**Task brief**
Reproduce the entries, starting at the first line and ending at the line containing "251, 189, 388, 313", with every "vision-cli" changed to "vision-tool" and nothing else altered.
/---
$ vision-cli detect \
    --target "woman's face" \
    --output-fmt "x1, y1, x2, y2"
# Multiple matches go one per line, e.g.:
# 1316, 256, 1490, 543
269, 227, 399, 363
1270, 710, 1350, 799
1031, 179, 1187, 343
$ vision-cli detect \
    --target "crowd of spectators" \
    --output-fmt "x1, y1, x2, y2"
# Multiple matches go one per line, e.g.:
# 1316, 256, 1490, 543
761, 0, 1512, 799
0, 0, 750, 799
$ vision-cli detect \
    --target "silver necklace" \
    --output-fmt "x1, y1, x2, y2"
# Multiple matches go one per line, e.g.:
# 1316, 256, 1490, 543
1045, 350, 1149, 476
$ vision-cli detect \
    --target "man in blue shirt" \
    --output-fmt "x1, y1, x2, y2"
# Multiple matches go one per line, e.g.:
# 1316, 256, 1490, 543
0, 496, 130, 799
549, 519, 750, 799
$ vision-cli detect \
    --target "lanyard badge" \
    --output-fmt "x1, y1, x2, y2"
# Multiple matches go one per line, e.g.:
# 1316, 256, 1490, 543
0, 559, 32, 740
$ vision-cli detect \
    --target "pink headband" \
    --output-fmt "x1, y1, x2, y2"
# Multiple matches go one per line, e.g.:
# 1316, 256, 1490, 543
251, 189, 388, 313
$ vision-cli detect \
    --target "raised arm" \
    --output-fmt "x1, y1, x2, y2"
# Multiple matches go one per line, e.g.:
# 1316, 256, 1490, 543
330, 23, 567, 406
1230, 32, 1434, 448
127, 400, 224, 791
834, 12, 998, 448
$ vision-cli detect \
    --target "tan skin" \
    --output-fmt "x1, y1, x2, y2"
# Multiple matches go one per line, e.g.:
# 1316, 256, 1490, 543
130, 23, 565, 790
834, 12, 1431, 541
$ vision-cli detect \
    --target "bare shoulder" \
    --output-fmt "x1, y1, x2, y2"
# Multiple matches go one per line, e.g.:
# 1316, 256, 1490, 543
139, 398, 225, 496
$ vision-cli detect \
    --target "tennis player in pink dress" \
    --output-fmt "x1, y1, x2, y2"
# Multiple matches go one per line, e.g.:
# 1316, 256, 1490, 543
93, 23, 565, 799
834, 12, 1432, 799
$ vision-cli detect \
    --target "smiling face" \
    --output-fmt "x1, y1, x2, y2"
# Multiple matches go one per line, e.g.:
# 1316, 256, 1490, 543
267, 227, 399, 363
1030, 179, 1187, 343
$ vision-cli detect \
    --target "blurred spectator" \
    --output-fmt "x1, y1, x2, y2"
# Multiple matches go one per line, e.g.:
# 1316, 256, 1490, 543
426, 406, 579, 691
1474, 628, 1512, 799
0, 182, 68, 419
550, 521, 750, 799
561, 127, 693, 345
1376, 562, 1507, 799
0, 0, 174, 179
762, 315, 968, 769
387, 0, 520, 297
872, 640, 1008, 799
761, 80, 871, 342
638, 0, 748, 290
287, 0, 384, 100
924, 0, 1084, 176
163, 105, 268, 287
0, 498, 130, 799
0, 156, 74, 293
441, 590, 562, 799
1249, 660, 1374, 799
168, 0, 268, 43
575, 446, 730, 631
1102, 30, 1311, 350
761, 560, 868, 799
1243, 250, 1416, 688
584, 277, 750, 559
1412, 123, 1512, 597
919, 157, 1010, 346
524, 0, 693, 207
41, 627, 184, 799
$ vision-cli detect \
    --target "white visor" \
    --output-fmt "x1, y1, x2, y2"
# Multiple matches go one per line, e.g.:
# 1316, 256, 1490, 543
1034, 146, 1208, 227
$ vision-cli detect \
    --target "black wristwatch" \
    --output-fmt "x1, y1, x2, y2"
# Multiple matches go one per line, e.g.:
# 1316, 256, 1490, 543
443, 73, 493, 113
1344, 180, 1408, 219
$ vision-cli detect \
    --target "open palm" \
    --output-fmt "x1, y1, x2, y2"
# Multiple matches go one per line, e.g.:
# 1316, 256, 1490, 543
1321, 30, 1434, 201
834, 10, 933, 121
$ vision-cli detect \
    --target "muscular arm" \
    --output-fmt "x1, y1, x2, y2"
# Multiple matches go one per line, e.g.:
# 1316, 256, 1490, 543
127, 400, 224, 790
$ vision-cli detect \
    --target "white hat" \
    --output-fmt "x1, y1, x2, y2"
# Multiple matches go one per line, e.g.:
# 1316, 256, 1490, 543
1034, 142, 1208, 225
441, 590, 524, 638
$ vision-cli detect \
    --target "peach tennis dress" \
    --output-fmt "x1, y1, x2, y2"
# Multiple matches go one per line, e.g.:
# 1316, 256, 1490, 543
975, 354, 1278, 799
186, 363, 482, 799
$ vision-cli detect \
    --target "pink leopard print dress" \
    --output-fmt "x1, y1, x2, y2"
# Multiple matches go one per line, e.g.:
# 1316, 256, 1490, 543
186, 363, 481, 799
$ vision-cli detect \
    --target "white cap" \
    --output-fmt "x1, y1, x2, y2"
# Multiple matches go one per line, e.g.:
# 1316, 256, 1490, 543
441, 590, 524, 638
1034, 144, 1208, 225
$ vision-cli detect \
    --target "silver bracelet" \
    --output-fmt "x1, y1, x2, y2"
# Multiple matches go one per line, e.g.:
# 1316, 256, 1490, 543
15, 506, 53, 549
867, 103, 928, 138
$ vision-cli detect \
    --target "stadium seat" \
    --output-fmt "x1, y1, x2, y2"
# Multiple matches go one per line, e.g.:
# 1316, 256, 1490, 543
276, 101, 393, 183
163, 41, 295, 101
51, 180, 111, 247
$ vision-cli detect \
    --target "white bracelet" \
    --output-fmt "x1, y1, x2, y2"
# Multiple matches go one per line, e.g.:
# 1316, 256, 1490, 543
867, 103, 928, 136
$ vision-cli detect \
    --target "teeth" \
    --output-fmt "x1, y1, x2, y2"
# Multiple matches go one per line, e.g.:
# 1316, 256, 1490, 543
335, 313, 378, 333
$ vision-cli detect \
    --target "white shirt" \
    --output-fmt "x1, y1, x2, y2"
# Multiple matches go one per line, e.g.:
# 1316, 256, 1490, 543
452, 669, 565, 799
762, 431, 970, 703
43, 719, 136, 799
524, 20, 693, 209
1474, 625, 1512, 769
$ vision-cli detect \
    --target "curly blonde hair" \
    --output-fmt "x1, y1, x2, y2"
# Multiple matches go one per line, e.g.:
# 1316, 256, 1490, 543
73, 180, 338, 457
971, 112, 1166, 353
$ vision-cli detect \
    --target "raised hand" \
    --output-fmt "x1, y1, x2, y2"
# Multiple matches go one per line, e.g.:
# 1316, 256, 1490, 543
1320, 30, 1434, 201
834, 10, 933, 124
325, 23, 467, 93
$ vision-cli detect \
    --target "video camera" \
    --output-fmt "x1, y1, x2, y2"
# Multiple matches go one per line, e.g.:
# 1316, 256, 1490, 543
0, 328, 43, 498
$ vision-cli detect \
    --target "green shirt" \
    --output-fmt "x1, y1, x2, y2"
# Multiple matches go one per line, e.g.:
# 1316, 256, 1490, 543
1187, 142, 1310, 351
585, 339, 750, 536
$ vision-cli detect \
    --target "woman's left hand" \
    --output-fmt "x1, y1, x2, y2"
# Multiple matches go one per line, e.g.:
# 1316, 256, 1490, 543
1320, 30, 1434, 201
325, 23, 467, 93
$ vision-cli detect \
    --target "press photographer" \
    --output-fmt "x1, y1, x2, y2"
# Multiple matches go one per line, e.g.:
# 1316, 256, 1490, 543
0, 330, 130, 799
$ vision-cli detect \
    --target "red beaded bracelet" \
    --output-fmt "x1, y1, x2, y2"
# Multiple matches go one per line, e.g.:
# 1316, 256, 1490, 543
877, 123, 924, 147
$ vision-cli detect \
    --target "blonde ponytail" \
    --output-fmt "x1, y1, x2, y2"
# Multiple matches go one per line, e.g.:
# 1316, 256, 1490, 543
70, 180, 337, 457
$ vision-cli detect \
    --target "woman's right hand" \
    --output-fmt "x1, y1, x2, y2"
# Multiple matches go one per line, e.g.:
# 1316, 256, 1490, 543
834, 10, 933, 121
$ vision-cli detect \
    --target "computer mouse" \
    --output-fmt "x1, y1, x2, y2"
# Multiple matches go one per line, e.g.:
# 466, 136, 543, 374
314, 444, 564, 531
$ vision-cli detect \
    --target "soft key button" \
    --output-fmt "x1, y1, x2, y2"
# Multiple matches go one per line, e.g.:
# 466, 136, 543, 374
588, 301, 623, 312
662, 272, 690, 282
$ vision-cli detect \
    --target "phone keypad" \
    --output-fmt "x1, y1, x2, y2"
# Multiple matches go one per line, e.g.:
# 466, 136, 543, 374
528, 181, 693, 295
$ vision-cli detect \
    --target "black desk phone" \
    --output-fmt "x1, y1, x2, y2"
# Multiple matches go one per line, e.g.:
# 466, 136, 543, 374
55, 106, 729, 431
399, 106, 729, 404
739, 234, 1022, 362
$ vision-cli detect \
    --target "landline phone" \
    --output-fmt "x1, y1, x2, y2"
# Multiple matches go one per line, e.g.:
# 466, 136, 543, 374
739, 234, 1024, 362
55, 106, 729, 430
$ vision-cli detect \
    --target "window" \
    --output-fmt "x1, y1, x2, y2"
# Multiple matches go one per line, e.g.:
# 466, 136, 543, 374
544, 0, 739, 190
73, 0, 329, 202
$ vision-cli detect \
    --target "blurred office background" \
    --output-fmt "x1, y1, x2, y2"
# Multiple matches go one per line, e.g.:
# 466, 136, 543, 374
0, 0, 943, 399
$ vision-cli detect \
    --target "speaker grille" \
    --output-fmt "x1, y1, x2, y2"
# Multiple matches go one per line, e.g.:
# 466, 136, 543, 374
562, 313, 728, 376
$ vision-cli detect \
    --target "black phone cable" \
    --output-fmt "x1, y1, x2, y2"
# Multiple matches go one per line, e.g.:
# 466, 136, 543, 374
\---
**Solved problem**
$ vision-tool detect \
    --target "woman's face" \
    --output-fmt "x1, y1, x2, y2"
# Multiple matches go one per line, e.g.:
# 1316, 256, 1490, 543
269, 227, 399, 363
1270, 710, 1350, 799
1031, 179, 1187, 343
$ vision-tool detect \
    --target "crowd of spectators" \
    --output-fmt "x1, y1, x2, y2"
# Multiple matches go one per line, e.g.:
# 1316, 256, 1490, 543
761, 0, 1512, 799
0, 0, 750, 799
$ vision-tool detect \
    --target "silver necklace" \
    --output-fmt "x1, y1, x2, y2"
# Multiple matches go one per line, e.g.:
# 1316, 256, 1490, 543
1045, 350, 1149, 476
$ vision-tool detect \
    --target "man in blue shirt" \
    --output-fmt "x1, y1, x2, y2"
# Multiple matches go one per line, e.g.:
# 1316, 256, 1490, 543
0, 496, 130, 799
549, 519, 750, 799
$ vision-tool detect \
    --target "lanyard badge" \
    --output-fmt "x1, y1, x2, y2"
# Multiple matches go one per line, e.g.:
# 1316, 256, 1490, 543
0, 559, 32, 740
$ vision-tool detect \
    --target "pink headband" \
    --output-fmt "x1, y1, x2, y2"
# Multiple matches go one per line, e.g.:
# 1316, 256, 1490, 543
251, 189, 388, 313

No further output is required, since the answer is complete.